• _What the task asks_
The answer must match the listing exactly, with every line written out again.

• _Records to use_

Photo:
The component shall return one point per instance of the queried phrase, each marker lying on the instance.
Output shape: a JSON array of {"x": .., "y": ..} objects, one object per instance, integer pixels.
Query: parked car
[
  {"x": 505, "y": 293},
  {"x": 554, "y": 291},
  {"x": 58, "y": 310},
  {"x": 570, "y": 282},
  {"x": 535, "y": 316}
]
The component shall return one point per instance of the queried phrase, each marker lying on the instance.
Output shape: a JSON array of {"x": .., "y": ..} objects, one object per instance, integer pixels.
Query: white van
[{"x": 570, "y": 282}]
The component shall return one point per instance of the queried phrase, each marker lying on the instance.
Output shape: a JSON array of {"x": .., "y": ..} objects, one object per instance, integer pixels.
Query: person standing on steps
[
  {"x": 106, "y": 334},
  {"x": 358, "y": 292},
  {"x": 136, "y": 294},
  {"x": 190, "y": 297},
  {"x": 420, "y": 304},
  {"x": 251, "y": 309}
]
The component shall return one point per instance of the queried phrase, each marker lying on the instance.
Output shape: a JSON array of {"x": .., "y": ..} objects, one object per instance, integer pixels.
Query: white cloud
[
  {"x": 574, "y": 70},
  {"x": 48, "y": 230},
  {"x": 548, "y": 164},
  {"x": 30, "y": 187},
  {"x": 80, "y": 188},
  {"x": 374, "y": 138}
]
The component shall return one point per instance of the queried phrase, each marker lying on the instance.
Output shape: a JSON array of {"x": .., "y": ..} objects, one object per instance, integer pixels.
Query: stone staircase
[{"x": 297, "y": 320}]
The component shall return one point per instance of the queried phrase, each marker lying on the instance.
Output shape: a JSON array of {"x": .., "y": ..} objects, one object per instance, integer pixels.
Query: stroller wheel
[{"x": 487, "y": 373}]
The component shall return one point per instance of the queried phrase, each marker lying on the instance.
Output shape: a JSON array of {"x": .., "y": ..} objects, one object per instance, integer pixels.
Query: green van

• _Response_
Photo:
The component shall return one point per instance of the queried phrase, each marker lying on the instance.
Output shape: a JSON array of {"x": .., "y": ..} objects, one object per instance, integer pixels.
Query: parked car
[
  {"x": 505, "y": 293},
  {"x": 554, "y": 291},
  {"x": 58, "y": 310},
  {"x": 570, "y": 282},
  {"x": 535, "y": 316}
]
The component shall return one point per instance of the queried phrase, each marker lying on the instance.
Output shape: a JSON array of {"x": .., "y": ..} objects, one object per instance, integer pixels.
Query: white van
[{"x": 570, "y": 282}]
The component shall return one point per instance of the queried phrase, each marker lying on the instance.
Output shape: a JSON array of {"x": .., "y": ..} objects, one object per instance, integer pixels.
Query: person standing on steps
[
  {"x": 106, "y": 334},
  {"x": 358, "y": 292},
  {"x": 136, "y": 294},
  {"x": 190, "y": 297},
  {"x": 420, "y": 304},
  {"x": 251, "y": 309}
]
The component shall return one point per instance of the queried phrase, each marker lying on the instance.
Output shape: a JSON array of {"x": .., "y": ..} objects, one object per instance, integer pixels.
Query: white cloud
[
  {"x": 574, "y": 70},
  {"x": 48, "y": 230},
  {"x": 548, "y": 164},
  {"x": 30, "y": 187},
  {"x": 80, "y": 188},
  {"x": 374, "y": 138}
]
The component shall return one point per instance of the queried phrase, each marker lying on the instance.
Output shape: a JSON array of {"x": .., "y": ..} objects, one object per instance, integer pixels.
Query: stone staircase
[{"x": 297, "y": 320}]
The component shall return one point per instance of the queried phrase, each marker lying on the instance.
Output shape: a JSON array of {"x": .., "y": ..} objects, one object per instance, integer pixels.
Query: stroller wheel
[{"x": 487, "y": 373}]
The component shall return one point per instance of the queried phrase, each marker lying on the instance.
Output shape: a JSON array of {"x": .., "y": ..} objects, one object per instance, integer pixels.
Query: green van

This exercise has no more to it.